* THE PROBLEM *
Rewrite every entry below, changing "photo" to "image" wherever it appears and keeping everything else the same. Leave the pictures out.

* GIVEN RECORDS *
------------------------------------------------
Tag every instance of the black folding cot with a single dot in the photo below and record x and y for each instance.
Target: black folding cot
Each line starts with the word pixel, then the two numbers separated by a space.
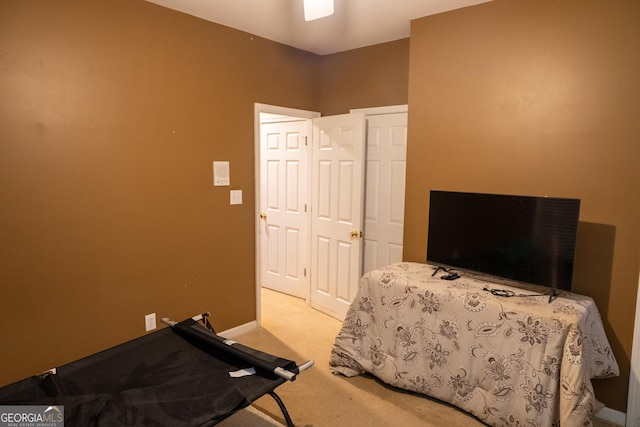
pixel 186 375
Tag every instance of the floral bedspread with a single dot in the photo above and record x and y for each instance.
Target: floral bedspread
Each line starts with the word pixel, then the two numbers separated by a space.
pixel 519 361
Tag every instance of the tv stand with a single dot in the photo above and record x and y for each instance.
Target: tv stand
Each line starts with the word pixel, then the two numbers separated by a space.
pixel 516 359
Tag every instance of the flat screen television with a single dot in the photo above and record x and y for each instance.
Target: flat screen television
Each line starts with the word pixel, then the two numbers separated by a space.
pixel 519 238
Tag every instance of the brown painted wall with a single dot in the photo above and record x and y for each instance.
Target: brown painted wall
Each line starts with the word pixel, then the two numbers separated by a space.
pixel 111 113
pixel 372 76
pixel 539 98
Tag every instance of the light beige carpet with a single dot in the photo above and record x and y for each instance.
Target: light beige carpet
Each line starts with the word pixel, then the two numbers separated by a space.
pixel 318 398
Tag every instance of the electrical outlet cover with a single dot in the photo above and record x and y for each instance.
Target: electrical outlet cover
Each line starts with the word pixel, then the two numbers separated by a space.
pixel 150 322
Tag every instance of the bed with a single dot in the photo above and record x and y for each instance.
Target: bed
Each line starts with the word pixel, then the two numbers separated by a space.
pixel 186 375
pixel 523 360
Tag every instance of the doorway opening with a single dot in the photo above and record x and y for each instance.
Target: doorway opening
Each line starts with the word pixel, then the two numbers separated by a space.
pixel 315 179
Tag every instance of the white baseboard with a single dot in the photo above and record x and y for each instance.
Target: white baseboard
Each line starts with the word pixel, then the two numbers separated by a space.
pixel 239 330
pixel 612 416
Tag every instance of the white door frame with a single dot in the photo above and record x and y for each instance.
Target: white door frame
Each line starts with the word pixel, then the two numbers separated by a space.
pixel 270 109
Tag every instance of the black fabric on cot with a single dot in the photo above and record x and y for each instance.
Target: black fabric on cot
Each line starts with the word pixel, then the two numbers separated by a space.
pixel 255 358
pixel 160 379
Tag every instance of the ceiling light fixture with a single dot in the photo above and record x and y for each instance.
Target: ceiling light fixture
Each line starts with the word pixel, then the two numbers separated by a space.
pixel 316 9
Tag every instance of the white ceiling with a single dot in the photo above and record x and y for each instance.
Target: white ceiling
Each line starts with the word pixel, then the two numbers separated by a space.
pixel 355 23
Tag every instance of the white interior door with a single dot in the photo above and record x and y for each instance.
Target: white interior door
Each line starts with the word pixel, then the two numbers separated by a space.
pixel 337 211
pixel 284 225
pixel 385 188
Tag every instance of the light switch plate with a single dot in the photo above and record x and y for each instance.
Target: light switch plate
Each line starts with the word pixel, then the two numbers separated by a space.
pixel 235 197
pixel 221 174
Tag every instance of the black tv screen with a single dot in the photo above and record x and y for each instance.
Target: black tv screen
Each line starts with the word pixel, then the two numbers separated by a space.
pixel 519 238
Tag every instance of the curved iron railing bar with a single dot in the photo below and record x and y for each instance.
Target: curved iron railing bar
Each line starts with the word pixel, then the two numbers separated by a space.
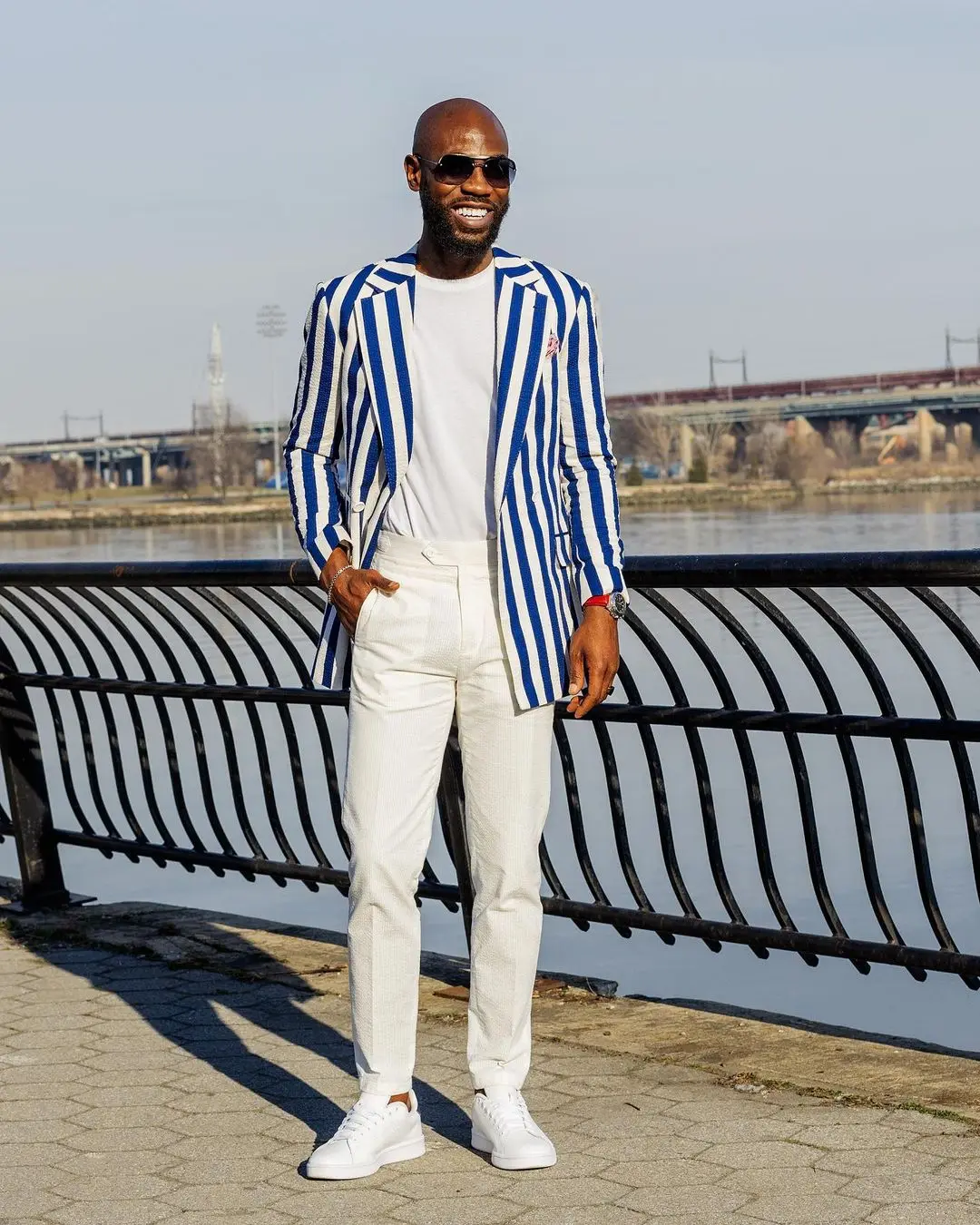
pixel 255 723
pixel 811 723
pixel 17 599
pixel 71 597
pixel 54 710
pixel 903 760
pixel 577 825
pixel 326 742
pixel 610 769
pixel 848 756
pixel 969 643
pixel 794 750
pixel 234 777
pixel 286 716
pixel 303 671
pixel 190 710
pixel 746 757
pixel 661 804
pixel 53 603
pixel 699 761
pixel 961 759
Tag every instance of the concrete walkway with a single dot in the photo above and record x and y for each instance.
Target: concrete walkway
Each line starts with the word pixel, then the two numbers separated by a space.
pixel 133 1093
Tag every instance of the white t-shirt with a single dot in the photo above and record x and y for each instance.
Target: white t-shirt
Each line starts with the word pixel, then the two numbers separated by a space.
pixel 447 490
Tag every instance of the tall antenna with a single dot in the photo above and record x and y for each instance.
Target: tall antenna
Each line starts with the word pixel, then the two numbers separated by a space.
pixel 961 339
pixel 714 360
------------------------------------------------
* EXERCISE ANSWER *
Tag every instance of the black folding cot with a single dot in the image below and record x and y for each instance.
Target: black folding cot
Each line starts with the word pixel, then the two numbers separated by a space.
pixel 186 375
Tag every instance of the floral bedspread with a single dot in the image above and record x and y for each instance.
Target: floral bedspread
Each line starts with the word pixel, then the two numbers separated by a space.
pixel 519 361
Tag every instance of the tv stand with a single dot in the image above and record x and y for each instance.
Target: tv stand
Each line starts with the word pixel, then the two numbers separated by a space.
pixel 516 359
Tag every instance of the flat screen television with a single dot in the image above and record x and y for each instance.
Target: flat screen television
Each line starts with the word pixel, then the two numbers separated by a space.
pixel 519 238
Tag every instance of the brown painted wall with a single dot in the image above and record x and y for each instance.
Target: brown painted wall
Each line starts with the word pixel, then the two numbers separated by a space.
pixel 111 113
pixel 372 76
pixel 539 98
Tag every instance of the light beige carpet with a single dot in the image above and record x and y for each instance.
Target: light beige carpet
Each line starts with the word pixel, then the two numbers separated by a space.
pixel 318 398
Tag every instance of the electrical outlet cover with a single dot in the image above and record x and y for each instance.
Target: electrical outlet cover
Each line starts with the word pixel, then the two numbers separated by a space.
pixel 150 322
Tag every instance of the bed with a single dot in the image above and record x and y for each instance.
Target: bed
Each line starts with the word pixel, then the two numbers separated by a space.
pixel 186 375
pixel 523 360
Tag every instance of the doorway opening with a single dot in the image above and record x and y for each instance.
Target: doorway opening
Each line starts with the word pixel, then the two numbers separated by a space.
pixel 315 179
Tag every instance of the white baseboard with a single dot in the image above and record x and y for each instance.
Target: white baseboard
Each line starts with the word pixel, then the two numbers separated by a space.
pixel 239 330
pixel 612 416
Tag every instance of the white door frame with a single dot in the image above and record x and y for each instance.
Target: white door frame
Each line starts with the word pixel, then the two numbers separated by a space.
pixel 270 109
Tag every instance of the black fabric on cot with a single dot in the image above and record x and y for each instance.
Target: black fabric on cot
Each line starts with the word pixel, then the two numbers separated by a space.
pixel 255 358
pixel 160 379
Tag every instance of the ceiling light fixture with a single dot in the image above and record x and y for each instance.
Target: ceiling light fixture
Each line starts with the word pixel, then the two numbers separated by a space.
pixel 316 9
Tag every instance of the white ceiling with a single dot in the image above and record x and y for each instance.
Target: white ceiling
Each line starts with the word pixel, then the two numbers separated by a space.
pixel 355 23
Tag every instance of the white interior door with a single dot in the image above and record x and y for each instance.
Target: white interior door
Each line starts with the word pixel, then the two numbers separated by a space.
pixel 337 211
pixel 284 225
pixel 385 188
Tag every instance of the light switch plate with a single dot in the image above and record x and y for each instance.
Target: light switch plate
Each line starts with the word pixel, then the two numbers separated by a space.
pixel 235 197
pixel 221 174
Tag every instance of the black tv screen with a single dot in the image above and record x and y for each instance.
Target: black tv screen
Each line starts with the word pixel, then the two numbers separated by a space.
pixel 519 238
Tag every instance of the curved iron railing bar with a single dot in the image below and record x and y for each instance.
Target: curved iron railing bar
Each line starts with the word pixel, then the two numbers separated by a space.
pixel 255 723
pixel 811 723
pixel 17 599
pixel 71 597
pixel 54 710
pixel 903 760
pixel 577 825
pixel 326 742
pixel 610 769
pixel 848 756
pixel 969 643
pixel 794 750
pixel 234 777
pixel 286 716
pixel 303 671
pixel 190 710
pixel 746 757
pixel 661 804
pixel 53 603
pixel 699 761
pixel 961 759
Tag every instance of the concrete walkway with a single dot in the image above and record x and y for each instance.
Target: concrete walkway
Each line starts with the word pixel, then the two numbers separated by a space.
pixel 133 1093
Tag every instance of the white t-shirt with a single dot in the image above and record x and y for each instance.
Target: white t-shirt
Each line starts with the word pixel, then the two numbers separated by a space.
pixel 447 490
Tag every instance of the tall antenna with a single dot in the image above and record x and y for each instance.
Target: tall antenna
Each line starts with the word pixel, then the two numbers separated by a space.
pixel 961 339
pixel 714 360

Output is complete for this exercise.